- Items listed in a dataset
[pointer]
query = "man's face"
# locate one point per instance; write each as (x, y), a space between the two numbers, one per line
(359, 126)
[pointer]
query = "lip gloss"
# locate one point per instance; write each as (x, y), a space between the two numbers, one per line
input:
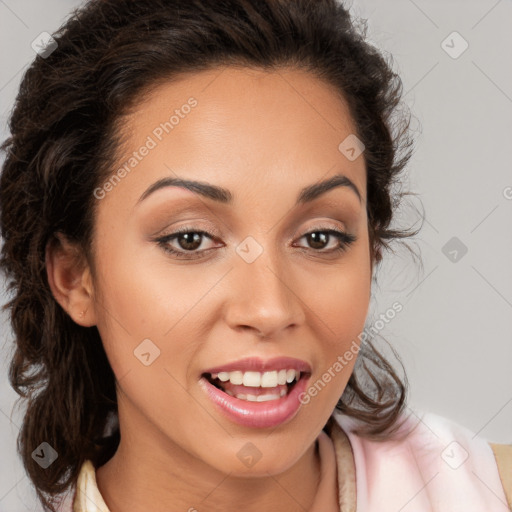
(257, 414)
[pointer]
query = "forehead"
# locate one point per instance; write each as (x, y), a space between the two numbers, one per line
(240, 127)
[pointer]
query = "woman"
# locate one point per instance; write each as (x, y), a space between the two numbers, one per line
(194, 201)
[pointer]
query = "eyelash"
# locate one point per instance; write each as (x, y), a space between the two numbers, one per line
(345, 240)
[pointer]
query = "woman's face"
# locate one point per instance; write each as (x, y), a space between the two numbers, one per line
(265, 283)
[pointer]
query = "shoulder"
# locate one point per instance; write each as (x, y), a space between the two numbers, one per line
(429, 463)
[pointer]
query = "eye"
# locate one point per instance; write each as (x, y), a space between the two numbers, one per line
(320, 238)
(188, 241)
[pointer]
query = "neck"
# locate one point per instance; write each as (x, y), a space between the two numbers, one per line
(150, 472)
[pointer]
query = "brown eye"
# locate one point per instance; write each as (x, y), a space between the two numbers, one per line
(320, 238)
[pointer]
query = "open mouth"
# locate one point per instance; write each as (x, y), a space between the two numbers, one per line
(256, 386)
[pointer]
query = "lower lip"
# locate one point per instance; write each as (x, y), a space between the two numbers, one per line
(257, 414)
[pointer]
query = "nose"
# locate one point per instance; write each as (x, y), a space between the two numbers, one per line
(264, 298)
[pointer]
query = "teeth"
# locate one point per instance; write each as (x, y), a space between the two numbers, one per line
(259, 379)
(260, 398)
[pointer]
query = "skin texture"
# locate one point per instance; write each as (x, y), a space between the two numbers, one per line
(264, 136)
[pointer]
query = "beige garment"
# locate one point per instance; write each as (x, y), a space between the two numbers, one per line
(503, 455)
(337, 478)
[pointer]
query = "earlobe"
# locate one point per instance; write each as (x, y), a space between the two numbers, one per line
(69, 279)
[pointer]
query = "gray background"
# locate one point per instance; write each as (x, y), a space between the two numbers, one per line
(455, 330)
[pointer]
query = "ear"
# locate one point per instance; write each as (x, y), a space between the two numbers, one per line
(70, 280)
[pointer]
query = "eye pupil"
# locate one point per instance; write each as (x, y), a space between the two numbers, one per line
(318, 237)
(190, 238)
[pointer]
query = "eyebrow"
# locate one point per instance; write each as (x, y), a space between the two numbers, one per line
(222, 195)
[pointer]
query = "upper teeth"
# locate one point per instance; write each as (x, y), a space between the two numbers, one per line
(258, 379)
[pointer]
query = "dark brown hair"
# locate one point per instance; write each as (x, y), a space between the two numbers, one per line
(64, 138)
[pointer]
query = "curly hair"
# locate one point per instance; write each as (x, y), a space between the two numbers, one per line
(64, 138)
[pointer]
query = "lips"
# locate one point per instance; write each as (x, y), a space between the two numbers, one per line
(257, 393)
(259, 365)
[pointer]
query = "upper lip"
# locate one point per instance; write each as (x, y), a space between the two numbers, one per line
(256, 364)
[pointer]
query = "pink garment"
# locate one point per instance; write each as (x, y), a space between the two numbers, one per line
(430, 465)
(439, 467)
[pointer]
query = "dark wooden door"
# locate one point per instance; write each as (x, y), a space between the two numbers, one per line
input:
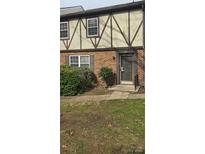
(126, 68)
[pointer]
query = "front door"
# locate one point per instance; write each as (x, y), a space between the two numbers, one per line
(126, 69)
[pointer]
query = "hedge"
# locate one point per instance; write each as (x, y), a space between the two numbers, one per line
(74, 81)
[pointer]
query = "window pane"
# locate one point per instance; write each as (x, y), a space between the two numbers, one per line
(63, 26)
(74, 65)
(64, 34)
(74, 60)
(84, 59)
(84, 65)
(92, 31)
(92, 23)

...

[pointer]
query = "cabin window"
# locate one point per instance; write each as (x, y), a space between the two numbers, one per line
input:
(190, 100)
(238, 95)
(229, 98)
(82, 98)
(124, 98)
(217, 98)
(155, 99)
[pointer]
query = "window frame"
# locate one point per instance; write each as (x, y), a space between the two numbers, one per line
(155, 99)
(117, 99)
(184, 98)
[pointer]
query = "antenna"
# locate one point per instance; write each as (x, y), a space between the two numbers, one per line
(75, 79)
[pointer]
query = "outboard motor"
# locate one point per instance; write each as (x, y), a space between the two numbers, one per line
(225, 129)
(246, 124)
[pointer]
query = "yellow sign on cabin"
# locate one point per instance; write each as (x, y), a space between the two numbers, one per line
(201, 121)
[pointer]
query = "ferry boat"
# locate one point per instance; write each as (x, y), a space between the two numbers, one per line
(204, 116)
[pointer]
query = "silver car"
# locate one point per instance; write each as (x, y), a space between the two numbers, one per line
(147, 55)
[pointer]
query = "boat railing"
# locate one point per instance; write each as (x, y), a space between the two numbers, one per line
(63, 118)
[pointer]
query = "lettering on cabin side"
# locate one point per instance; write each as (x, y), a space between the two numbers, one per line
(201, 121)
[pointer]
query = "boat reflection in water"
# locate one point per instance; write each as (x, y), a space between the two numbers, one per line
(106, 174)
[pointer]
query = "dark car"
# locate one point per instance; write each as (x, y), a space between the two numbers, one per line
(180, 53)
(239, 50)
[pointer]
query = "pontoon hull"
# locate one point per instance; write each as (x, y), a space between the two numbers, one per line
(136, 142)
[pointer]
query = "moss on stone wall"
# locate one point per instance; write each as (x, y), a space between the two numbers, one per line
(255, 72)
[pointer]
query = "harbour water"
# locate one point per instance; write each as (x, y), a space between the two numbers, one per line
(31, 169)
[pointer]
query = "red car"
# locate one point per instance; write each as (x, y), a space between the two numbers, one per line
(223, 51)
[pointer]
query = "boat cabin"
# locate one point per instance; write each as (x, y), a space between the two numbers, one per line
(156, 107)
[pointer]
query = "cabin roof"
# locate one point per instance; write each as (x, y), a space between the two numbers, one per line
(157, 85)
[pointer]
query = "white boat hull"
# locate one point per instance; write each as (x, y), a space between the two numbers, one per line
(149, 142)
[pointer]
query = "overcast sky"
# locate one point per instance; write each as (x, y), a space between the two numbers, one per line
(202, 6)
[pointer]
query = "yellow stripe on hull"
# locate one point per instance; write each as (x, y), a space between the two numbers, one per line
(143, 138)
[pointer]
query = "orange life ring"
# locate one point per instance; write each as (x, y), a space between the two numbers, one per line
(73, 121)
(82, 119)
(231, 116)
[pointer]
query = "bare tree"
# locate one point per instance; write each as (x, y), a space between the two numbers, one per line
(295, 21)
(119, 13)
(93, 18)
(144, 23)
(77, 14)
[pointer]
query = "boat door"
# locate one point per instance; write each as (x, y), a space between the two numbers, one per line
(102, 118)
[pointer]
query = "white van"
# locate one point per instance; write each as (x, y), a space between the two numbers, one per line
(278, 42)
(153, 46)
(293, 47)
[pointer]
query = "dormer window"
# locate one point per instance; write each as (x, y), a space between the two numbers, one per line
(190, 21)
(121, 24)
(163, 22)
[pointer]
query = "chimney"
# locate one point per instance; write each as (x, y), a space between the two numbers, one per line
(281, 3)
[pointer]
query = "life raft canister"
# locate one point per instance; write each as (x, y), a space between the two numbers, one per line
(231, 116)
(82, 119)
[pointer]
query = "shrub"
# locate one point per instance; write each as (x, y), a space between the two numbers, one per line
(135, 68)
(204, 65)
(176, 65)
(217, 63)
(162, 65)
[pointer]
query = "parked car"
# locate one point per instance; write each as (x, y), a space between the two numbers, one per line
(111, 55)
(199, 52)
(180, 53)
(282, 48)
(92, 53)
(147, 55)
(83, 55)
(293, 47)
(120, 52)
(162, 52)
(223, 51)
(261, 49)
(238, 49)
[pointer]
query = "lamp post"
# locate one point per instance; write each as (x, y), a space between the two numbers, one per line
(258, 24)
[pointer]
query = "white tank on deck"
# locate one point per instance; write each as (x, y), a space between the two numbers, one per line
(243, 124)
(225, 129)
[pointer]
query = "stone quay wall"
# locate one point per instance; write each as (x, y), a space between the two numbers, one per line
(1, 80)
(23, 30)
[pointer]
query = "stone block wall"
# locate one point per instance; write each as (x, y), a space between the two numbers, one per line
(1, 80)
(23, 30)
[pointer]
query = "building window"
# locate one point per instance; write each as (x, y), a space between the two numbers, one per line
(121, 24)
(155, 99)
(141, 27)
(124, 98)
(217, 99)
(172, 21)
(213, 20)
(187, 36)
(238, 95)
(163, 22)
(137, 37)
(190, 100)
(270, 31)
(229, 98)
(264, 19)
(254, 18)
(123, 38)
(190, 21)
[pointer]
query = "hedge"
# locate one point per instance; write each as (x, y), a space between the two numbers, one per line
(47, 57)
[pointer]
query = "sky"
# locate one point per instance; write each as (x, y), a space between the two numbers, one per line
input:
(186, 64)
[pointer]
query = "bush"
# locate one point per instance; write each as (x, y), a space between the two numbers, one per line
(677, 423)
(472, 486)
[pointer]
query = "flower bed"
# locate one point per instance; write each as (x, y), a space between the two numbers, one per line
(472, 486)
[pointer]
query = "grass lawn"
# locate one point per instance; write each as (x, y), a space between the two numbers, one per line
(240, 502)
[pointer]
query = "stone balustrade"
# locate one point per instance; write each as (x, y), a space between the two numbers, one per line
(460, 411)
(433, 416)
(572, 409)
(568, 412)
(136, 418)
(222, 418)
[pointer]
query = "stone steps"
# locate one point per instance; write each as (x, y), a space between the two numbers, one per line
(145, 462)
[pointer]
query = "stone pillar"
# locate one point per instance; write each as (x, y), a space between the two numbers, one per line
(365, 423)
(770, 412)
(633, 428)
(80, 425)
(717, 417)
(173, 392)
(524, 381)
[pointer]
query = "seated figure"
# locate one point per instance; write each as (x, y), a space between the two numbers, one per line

- PROMPT
Which lines in the rows contain the word "water"? Select and copy every one of them.

- FULL ANSWER
query = "boat reflection in water"
query = "harbour water"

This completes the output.